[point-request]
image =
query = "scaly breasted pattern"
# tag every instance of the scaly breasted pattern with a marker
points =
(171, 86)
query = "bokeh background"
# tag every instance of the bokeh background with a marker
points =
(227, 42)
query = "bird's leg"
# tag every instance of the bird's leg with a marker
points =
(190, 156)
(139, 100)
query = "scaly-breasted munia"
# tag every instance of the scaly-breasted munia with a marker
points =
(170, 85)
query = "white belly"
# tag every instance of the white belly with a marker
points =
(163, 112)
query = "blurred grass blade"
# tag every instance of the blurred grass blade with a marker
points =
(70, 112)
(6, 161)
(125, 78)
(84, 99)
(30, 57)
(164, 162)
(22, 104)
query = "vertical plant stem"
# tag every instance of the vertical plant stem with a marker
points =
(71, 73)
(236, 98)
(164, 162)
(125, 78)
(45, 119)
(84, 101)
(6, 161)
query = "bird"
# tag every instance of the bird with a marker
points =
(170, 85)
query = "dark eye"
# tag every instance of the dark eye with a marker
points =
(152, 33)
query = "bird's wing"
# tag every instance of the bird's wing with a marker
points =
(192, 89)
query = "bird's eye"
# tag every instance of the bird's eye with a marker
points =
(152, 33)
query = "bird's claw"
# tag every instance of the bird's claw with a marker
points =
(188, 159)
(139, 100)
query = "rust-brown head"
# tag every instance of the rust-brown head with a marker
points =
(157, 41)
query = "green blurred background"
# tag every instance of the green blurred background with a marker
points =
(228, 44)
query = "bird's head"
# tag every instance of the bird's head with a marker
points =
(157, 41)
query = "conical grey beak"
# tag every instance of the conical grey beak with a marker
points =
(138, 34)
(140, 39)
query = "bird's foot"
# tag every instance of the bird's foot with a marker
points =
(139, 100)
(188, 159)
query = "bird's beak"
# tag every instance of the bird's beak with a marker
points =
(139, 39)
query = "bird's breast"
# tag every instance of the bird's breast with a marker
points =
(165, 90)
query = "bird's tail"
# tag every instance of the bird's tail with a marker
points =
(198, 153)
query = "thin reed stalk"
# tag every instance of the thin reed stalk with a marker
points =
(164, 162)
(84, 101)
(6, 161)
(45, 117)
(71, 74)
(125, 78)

+++

◆ INSTRUCTIONS TO FOLLOW ◆
What you write must match the material above exactly and in full.

◆ RESULT FOR THIS EXERCISE ◆
[point-request]
image =
query = "scaly breasted pattern"
# tag every instance of the scaly breasted pattern with a marker
points =
(171, 86)
query = "bokeh background"
# tag every instance of the bokeh background with a marker
points =
(227, 42)
query = "bird's leg"
# tag every instance of the bird's leg with a marker
points =
(190, 156)
(139, 100)
query = "scaly-breasted munia"
# tag every instance of the scaly-breasted munia with a marker
points =
(170, 85)
query = "white belly"
# tag every instance of the white belly with a marker
points =
(163, 112)
query = "blurred grass blade"
# tag every instance of the blurred grass blade with a marker
points =
(70, 112)
(6, 161)
(125, 78)
(84, 99)
(30, 57)
(164, 162)
(22, 104)
query = "vertical plant stem"
# tag every instance of the vertical plant stem with a marker
points =
(71, 73)
(236, 98)
(164, 162)
(125, 78)
(45, 119)
(84, 101)
(6, 161)
query = "bird"
# tag every instance of the bird with a marker
points =
(170, 85)
query = "dark eye"
# tag every instance of the dark eye with a marker
points =
(152, 33)
query = "bird's wing"
# tag every instance of the bird's wing with a marker
points =
(192, 89)
query = "bird's eye"
# tag every instance of the bird's eye with a marker
points =
(152, 33)
query = "bird's claw"
# tag every instance of the bird's claw with a marker
points =
(188, 159)
(139, 100)
query = "rust-brown head"
# tag every instance of the rust-brown head with a marker
points =
(157, 41)
query = "green blurred background"
# tag every instance of the green blurred background with a marker
points =
(228, 44)
query = "bird's head"
# tag every instance of the bird's head with a marker
points =
(157, 41)
query = "conical grey beak"
# tag every instance of the conical grey beak with a marker
points =
(138, 34)
(140, 39)
query = "bird's foot"
# tag every instance of the bird's foot with a marker
points =
(139, 100)
(188, 159)
query = "bird's beak"
# tag every instance of the bird's beak with a marker
points =
(139, 39)
query = "bird's breast"
# tag every instance of the bird's breast with a marker
points =
(165, 90)
query = "bird's tail"
# tag every instance of the bird's tail with a marker
points =
(198, 153)
query = "thin reed stalk"
# tag every instance of the thin reed stalk with a marker
points =
(164, 162)
(84, 101)
(6, 161)
(45, 117)
(71, 74)
(125, 78)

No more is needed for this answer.